Exercise: Repeat the records below exactly as they appear.

Dataset excerpts:

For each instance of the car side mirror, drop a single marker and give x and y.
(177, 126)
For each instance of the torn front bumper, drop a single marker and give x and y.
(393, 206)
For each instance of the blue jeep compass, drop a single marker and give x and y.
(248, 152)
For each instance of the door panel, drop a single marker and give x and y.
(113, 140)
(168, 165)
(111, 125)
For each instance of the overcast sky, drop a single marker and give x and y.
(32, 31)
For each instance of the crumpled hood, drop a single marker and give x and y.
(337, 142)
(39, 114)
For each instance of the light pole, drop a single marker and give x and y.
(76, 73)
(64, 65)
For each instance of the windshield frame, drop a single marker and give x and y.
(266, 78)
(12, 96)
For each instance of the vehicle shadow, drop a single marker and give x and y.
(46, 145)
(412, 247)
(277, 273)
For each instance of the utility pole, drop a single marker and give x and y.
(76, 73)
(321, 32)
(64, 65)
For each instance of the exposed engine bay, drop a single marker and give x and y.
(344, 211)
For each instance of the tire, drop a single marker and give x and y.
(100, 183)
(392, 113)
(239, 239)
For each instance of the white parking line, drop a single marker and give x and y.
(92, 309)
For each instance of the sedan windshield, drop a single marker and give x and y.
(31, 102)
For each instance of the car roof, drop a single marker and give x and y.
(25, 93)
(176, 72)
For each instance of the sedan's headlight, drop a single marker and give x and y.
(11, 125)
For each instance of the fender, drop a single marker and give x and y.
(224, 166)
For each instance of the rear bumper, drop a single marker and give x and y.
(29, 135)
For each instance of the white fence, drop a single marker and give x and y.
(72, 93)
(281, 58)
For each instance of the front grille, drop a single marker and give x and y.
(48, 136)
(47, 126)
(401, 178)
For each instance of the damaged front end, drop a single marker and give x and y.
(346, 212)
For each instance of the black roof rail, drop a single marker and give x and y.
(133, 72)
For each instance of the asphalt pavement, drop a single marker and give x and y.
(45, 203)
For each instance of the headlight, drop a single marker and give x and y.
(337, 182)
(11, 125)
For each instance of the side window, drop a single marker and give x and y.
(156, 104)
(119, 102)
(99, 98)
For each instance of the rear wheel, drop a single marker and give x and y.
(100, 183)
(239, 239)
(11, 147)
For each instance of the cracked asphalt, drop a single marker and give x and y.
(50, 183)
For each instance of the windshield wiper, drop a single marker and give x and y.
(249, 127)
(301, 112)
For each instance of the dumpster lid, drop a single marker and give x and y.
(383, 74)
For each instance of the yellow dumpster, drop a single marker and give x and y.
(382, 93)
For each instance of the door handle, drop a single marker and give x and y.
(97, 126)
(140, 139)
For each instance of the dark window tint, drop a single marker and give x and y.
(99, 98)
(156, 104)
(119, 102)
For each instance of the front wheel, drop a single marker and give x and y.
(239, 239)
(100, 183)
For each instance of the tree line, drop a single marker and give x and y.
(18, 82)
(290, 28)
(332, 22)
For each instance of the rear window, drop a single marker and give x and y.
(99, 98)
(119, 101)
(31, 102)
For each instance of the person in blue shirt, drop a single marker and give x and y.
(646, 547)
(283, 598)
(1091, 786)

Expected output:
For each instance of the car side mirror, drop a single marker and give x and y.
(177, 126)
For each instance of the torn front bumper, drop a single marker and give x and y.
(393, 206)
For each instance of the blue jeep compass, drop a single marker and give x and y.
(248, 152)
For each instance of the door panel, drop a single marker and give x and y.
(113, 140)
(168, 165)
(111, 125)
For each instance of the overcast sky, drop a single marker and give x and y.
(32, 31)
For each instance of the crumpled hood, drop a single marker and give x and y.
(337, 142)
(39, 114)
For each instance of the light pole, drop a single marker and give x and y.
(76, 73)
(64, 65)
For each instance of the windshield frame, drop a single marker and give x and y.
(266, 78)
(12, 96)
For each instance of the vehicle shadow, drop a single marker and give x and y.
(46, 145)
(412, 247)
(277, 273)
For each instance of the utility pole, drop a single marker and give x and y.
(76, 73)
(321, 32)
(64, 65)
For each instance of the exposed engine bay, drop a single marker and give x and y.
(344, 211)
For each instance of the tire, drop a single marker and give x and y.
(100, 183)
(392, 113)
(239, 239)
For each instance of the white parking line, drop a single marker and give x and y.
(92, 309)
For each instance of the sedan windshield, drop a single marker and give x and y.
(31, 102)
For each instance of the car roof, drop a single marker and give x and y.
(25, 93)
(176, 72)
For each instance of the sedan's headlight, drop a single marker and give x and y.
(11, 125)
For each instance of the fender, drop a single marker and give x and y.
(224, 166)
For each instance of the rear bumper, drop a single marker and give x and y.
(29, 135)
For each instance of the white fence, drop a single marker and give x and y.
(72, 93)
(281, 58)
For each instance of the front grille, drop a single marker and give x and y.
(48, 136)
(47, 126)
(401, 178)
For each instance of the damaged front end, drop a single marker and give x and y.
(346, 212)
For each instance of the black roof rail, drop a single marker and give x and y.
(133, 72)
For each instance of the asphalt pavement, drop a single marker and give x and y.
(45, 203)
For each instance of the headlight, drop a single marker and give x and y.
(337, 182)
(11, 125)
For each instance of the side window, drop a single marker and give x and y.
(156, 104)
(119, 102)
(99, 98)
For each instance of the rear wheel, drop a single marker and give x and y.
(100, 183)
(239, 239)
(11, 147)
For each instance of the cracked asphalt, drop a single marker and give x and y.
(50, 183)
For each instance of the windshield wiper, drop a single marker and give x and y.
(249, 127)
(301, 112)
For each instance of the dumpster lid, drop a single marker and give x and y.
(383, 74)
For each instance of the yellow dumpster, drop a single marker and give x and y.
(382, 93)
For each instance of the door handle, drop a single marker and give x and y.
(97, 126)
(140, 139)
For each instance of the dark window tint, drop a single marker and give x and y.
(99, 98)
(156, 104)
(119, 102)
For each instance of the front wheel, drop a single marker and give x and y.
(239, 239)
(100, 183)
For each instance of the tree line, drop a single marker and give x and y.
(18, 82)
(290, 28)
(332, 22)
For each instance of the rear window, drop a single marker and give x and y.
(99, 98)
(119, 101)
(31, 102)
For each instance of the person in blue shirt, drop a single marker and give x and y.
(646, 547)
(283, 598)
(1091, 786)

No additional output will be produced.